Spatial Intelligence

The concept of 'embodied intelligence' (or embodied cognition) is an emerging trend at the intersection of AI, robotics, and cognitive science, with funded labs working towards "World Models" that can accomplish meaningful tasks in the real, physical world. 

Human intelligence has many facets. One is verbal intelligence, enabling us to communicate and connect with others through language. But perhaps more fundamental is spatial intelligence, allowing us to understand and interact with the world around us. Spatial intelligence also helps us create, and bring forth pictures in our mind's eye into the physical world. We use it to reason, move, and invent - to visualize and architect anything from humble sandcastles to towering cities.

World Labs

One aspect of "Spatial Intelligence" is the concept of spatial memory, which we'll explore here by walking through the 3DLLM-Mem paper from UCLA and Google Research.

-- MATERIAL PROVIDED --
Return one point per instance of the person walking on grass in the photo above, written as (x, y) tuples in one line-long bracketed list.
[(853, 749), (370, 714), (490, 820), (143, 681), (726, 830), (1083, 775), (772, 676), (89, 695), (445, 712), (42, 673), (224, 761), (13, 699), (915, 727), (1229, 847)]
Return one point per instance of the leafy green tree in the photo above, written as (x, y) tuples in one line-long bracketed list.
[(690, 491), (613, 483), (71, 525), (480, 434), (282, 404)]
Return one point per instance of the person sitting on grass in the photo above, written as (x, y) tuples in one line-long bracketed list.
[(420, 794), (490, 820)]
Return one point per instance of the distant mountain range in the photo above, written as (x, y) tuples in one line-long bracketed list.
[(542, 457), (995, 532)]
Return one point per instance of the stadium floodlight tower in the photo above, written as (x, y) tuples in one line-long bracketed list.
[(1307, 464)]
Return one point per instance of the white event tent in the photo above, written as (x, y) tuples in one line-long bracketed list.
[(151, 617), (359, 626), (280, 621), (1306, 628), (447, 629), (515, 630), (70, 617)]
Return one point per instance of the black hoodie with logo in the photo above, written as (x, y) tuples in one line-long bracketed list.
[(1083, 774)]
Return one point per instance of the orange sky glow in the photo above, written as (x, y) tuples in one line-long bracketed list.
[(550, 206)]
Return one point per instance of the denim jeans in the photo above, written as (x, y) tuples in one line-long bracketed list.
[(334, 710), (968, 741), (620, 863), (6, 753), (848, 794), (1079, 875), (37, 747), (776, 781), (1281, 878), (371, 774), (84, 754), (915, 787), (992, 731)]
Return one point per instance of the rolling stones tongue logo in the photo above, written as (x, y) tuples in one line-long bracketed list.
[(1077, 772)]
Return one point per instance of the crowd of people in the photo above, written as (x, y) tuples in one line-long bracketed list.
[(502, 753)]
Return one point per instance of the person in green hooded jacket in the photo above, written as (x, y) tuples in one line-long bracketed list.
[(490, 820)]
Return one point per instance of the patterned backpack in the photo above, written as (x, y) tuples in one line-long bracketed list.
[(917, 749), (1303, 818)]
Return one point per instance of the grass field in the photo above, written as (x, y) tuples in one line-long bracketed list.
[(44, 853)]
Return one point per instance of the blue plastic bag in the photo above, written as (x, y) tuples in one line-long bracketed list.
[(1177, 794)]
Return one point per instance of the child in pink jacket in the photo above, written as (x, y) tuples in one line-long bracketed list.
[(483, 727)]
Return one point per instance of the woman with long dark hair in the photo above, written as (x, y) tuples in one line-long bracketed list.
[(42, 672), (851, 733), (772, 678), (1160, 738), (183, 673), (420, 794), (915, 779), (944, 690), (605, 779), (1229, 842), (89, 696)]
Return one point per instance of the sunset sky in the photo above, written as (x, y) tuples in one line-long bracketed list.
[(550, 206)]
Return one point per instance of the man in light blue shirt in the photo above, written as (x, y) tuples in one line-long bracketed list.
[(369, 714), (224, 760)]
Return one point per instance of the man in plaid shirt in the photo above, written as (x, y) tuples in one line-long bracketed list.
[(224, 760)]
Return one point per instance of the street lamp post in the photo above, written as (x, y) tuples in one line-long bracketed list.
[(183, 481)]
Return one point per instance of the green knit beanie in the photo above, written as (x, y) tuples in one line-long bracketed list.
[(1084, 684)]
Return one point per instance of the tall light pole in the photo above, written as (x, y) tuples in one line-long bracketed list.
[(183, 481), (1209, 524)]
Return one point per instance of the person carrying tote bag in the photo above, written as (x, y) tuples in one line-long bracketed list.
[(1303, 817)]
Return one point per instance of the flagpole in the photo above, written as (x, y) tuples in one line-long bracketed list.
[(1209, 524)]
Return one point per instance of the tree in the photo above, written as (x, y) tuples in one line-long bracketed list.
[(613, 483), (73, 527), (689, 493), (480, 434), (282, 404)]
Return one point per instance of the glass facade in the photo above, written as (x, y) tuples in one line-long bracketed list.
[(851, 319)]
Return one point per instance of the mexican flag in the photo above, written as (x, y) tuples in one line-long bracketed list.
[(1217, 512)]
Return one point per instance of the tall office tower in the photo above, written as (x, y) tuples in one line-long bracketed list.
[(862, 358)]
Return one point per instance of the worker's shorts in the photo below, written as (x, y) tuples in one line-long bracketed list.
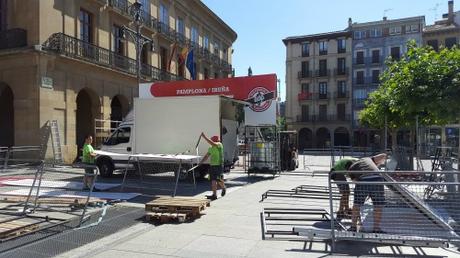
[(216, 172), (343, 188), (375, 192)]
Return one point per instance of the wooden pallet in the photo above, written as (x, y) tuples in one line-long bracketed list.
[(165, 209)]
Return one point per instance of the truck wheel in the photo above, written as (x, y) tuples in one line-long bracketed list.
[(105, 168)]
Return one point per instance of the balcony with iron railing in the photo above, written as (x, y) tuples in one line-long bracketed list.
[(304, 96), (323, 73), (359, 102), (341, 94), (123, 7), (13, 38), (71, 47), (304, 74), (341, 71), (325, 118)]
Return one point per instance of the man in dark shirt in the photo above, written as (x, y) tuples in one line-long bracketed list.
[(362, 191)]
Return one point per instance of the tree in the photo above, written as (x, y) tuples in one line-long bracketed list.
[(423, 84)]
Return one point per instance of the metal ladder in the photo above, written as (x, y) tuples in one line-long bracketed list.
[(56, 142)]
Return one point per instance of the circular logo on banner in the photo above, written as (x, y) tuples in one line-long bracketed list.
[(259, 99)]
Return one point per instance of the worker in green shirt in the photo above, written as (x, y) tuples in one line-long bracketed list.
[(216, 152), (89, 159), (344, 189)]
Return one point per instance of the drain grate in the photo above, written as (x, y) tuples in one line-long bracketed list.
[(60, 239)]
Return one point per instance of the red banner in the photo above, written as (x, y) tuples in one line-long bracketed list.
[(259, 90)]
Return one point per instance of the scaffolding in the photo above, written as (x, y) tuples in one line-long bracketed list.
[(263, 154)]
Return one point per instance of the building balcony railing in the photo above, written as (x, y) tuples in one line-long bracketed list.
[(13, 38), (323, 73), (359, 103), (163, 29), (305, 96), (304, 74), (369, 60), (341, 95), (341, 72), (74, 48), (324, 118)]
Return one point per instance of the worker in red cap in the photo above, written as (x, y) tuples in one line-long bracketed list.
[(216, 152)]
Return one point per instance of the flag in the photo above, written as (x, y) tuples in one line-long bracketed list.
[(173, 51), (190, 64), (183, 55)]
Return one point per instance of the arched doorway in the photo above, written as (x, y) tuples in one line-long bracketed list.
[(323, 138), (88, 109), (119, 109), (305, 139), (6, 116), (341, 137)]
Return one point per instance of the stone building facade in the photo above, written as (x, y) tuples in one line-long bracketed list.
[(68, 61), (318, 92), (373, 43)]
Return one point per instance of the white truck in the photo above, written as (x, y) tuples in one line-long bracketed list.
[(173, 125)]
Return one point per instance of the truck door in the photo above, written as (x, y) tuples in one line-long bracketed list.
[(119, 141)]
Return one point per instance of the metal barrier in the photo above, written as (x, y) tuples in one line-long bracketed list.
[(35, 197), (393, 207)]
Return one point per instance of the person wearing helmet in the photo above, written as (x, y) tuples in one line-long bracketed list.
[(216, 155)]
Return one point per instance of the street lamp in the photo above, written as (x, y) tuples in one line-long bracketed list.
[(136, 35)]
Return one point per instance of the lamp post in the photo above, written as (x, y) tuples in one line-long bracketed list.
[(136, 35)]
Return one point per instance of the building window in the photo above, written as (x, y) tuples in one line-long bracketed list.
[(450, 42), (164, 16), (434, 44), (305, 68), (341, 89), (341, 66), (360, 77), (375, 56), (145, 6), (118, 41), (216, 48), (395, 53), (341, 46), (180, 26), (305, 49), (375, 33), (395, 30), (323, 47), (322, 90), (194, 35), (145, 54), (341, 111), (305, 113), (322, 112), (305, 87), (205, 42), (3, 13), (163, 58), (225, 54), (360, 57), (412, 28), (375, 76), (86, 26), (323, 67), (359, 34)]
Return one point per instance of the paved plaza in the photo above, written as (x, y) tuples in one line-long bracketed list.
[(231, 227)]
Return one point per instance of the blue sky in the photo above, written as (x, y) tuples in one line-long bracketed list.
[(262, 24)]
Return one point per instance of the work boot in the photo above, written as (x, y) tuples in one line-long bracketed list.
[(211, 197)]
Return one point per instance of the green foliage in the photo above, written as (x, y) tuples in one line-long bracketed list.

-- REQUIREMENT 1 --
In the passage on spatial intelligence, which institutions does the 3DLLM-Mem paper come from?
-- REQUIREMENT 2 --
Render this sentence from the passage on spatial intelligence in Spanish: "One is verbal intelligence, enabling us to communicate and connect with others through language."
-- REQUIREMENT 3 --
Proceed with the passage on spatial intelligence, picking up after its last sentence.
The records are material separate from the passage on spatial intelligence.

-- FINAL RESULT 1 --
UCLA and Google Research.

-- FINAL RESULT 2 --
Una es la inteligencia verbal, que nos permite comunicarnos y conectar con los demás a través del lenguaje.

-- FINAL RESULT 3 --
Memory: Working vs. Episodic

The 3DLLM-Mem work relies on the concepts of 'working' vs 'episodic' memory, so lets introduce a basic definition of these terms. Working memory is like your brain's temporary workspace, holding and manipulating a small amount of information actively in your conscious awareness for immediate tasks, such as remembering a phone number while dialing it or keeping track of the steps in a recipe you're currently following. In contrast, episodic memory stores your personal experiences and events from your past, like remembering your first day at a new job or what you had for dinner last Tuesday. While working memory has severely limited capacity and duration (typically holding 4-7 items for seconds to minutes), episodic memory can store vast amounts of autobiographical information indefinitely.

This distinction matters when trying to introduce spatial awareness to an agentic system which is tasked with performing 'real world' actions, where object permanence and location context ('pots and pans are in the kitchen') are concepts which matter to task completion, but can't realistically all be kept in the 'foreground' (context window) 100% of the time. Figure 1 of the paper (excerpted below) gives an example task that requires temporal and spatial reasoning - finding the 'best' gift box for a teddy bear.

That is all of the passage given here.